Hippocrates, perhaps because of accuracies in other areas, was never wholly discredited, but the 2nd century AD physician Soranus wrote Gynecology , a compendium for dealing with female patients and their problems.

This, most likely, had its biggest influence with regards to childbirth.

Soranus suggested women should give birth in a special birthing chair, or lie on a hard slab if they were particularly weak. He endorsed Aristotle’s centuries-old claim that controlled breathing is of great assistance, and stressed the need for midwives to be a supportive and calming influence to the mother-to-be.

He derided the use of drugs, shaking and induced sneezing as being efficacious in delivery. He also recommended that to relieve pain, the patient should have a warm towel placed on the midriff and be given sharply scented objects to sniff.

To avoid this blissful state entirely, necessary steps had to be taken. And there were several suggested means by which one could, if so desired, produce no end.

It is widely assumed, though nowhere proved, that the rhythm method was employed throughout antiquity. This calendar method, however, would certainly have resulted in countless unwanted pregnancies, as the time of highest ‘danger’ was incorrectly thought to be immediately before and after menstruation.

......

:: Exercises to complete ::
A. In the passage on ancient gynecology, where did Soranus suggest women should give birth?
B. Reproduce the passage on ancient gynecology word for word, the stretch from "To avoid this" through "produce no end.".
C. Carry on the passage on ancient gynecology from the point where it stops.

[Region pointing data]
......

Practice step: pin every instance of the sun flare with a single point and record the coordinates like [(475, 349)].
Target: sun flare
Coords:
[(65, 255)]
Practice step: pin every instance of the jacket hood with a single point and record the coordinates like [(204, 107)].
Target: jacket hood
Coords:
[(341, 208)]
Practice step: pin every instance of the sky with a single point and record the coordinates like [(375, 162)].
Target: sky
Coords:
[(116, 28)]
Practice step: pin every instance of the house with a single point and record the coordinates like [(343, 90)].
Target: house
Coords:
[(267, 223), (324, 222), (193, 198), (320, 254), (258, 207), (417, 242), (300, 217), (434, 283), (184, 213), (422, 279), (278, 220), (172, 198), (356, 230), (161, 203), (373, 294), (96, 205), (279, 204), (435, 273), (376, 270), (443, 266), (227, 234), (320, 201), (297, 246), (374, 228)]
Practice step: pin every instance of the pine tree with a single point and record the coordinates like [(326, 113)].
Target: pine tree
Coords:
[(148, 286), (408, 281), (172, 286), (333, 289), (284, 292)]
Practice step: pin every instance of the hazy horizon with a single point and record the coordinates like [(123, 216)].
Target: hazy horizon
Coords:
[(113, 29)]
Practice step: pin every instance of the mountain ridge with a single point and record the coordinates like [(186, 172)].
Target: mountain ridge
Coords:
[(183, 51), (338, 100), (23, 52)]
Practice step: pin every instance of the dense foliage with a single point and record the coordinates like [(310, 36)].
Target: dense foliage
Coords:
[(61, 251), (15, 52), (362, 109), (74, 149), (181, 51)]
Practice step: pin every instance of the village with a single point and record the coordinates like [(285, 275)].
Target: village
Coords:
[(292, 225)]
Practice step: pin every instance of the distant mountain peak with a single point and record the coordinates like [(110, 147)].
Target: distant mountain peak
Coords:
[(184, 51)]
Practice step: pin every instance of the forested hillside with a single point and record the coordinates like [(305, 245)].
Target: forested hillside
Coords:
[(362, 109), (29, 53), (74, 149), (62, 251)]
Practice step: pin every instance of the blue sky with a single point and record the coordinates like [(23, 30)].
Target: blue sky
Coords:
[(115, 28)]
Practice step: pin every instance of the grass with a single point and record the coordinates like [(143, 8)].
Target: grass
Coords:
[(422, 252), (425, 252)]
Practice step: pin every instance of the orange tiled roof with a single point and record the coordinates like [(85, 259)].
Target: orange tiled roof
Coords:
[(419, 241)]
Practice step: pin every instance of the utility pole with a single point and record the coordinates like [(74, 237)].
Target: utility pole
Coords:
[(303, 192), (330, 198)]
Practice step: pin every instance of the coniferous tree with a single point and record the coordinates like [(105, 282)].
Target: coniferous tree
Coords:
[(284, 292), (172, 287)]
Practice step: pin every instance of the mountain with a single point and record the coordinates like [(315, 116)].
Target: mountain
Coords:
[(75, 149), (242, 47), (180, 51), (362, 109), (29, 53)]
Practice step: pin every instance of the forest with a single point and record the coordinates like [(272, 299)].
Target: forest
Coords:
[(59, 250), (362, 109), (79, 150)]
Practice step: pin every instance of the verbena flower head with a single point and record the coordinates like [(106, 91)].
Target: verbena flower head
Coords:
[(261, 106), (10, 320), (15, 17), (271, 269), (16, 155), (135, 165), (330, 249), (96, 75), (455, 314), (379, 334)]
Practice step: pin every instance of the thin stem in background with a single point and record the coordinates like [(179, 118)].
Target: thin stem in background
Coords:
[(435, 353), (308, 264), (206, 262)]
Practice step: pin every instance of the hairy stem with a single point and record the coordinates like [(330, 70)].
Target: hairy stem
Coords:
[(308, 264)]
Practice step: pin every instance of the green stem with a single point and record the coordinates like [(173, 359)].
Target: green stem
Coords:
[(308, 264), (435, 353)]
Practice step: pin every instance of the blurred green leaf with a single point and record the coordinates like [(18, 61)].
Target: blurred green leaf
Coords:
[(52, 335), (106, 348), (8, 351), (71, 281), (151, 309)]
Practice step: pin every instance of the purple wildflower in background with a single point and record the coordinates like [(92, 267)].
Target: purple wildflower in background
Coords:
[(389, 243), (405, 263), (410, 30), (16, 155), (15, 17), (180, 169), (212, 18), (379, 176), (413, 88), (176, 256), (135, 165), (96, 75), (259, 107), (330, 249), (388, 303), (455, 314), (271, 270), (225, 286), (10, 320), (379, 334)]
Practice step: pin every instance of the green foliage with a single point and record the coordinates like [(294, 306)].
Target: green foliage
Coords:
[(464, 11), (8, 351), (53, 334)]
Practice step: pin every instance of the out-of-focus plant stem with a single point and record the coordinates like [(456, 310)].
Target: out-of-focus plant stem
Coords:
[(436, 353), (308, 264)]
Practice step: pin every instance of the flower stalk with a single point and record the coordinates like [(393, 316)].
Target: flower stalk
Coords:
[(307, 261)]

......

:: Per-task outputs ::
A. In a special birthing chair, or on a hard slab if they were particularly weak.

B.
To avoid this blissful state entirely, necessary steps had to be taken. And there were several suggested means by which one could, if so desired, produce no end.

C.
Acacia

Alternate measures were taken though. An Egyptian papyrus indicates that, as early as the 16th century BC acacia, dates, and honey were mixed onto wool and used as a pessary for this purpose.

Though whether this acted as a spermicide or just had the effect of killing the mood isn’t quite clear!

The use of misy (possibly copper ore or an iron sulphate) was thought to effectively stave off pregnancy for up to a year.

Surprisingly, the efficacy of some ancient methods has been lent some credence. For instance, vinegar, oil or cedar resin was applied either directly or via a sponge and may all have been effective spermicides.

Other preventatives “could either be taken orally or used as pessaries, and included pomegranate skin, pennyroyal, willow, and the squirting cucumber” (Helen King).

It’s not easy to make a quantitative study as to how successful each of these particular practices was, as a belt and braces approach was employed to minimize any unwanted results. This meant that these precautionary measures were combined with post-coital cleansing, pessimal positions, and the use of amulets and other such superstitions.

It’s interesting to note that life for our Mediterranean forbears did not begin at conception… or more precisely they believed conception to be a process. This meant the distinction between an early abortion and contraception was either minimal or non-existent.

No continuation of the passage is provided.